Position identification records:
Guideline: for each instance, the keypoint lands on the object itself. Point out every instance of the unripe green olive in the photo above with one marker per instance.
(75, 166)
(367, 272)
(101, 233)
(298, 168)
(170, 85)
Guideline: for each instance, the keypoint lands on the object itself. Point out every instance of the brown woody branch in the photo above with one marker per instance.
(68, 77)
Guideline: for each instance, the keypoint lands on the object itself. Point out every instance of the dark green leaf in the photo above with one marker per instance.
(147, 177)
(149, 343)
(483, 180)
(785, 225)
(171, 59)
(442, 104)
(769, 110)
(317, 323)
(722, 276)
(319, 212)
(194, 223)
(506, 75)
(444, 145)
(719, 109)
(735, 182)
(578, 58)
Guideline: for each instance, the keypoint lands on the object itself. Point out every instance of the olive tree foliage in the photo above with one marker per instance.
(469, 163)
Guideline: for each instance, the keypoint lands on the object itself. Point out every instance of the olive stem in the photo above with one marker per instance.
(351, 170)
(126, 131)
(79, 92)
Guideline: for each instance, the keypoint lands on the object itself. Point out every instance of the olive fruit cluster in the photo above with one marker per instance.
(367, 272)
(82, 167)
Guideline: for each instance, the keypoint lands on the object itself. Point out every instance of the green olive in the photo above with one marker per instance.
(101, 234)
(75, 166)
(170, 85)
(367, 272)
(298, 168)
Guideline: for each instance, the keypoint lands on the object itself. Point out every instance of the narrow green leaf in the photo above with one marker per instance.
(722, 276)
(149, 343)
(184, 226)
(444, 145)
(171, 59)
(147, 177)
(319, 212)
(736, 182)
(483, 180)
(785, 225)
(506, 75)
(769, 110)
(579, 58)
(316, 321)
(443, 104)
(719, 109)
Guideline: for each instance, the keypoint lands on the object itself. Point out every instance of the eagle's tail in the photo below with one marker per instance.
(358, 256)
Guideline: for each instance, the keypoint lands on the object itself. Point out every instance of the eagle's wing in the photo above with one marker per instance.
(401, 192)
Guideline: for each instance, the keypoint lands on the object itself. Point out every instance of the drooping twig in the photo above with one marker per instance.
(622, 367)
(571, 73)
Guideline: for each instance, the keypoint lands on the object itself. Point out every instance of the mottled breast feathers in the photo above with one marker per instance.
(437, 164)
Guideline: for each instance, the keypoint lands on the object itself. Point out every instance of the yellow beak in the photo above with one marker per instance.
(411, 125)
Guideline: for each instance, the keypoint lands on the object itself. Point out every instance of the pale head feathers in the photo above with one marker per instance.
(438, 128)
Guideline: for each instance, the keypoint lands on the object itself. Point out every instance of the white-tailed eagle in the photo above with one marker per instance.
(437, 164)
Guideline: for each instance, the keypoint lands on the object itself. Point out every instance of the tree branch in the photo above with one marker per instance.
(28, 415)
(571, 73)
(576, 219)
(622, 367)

> [What needs to be done] Scale the records above from the line with "of the white-tailed" through the end of the records, and reproduce every line of that stretch with each answer coordinate multiplied by 1.1 and rounded to the nearest whole number (halves round up). Keep the request lines unchanged.

> [Task output]
Guideline: for each instance, the keypoint lands on the object itself. Point out every instance of the white-tailed eagle in the photo above with one marker per instance.
(481, 180)
Guideline: for each instance, the keypoint lands on the object itself. Point out every instance of the tree branch in the photo above with one marker per instance.
(31, 457)
(628, 80)
(634, 241)
(684, 404)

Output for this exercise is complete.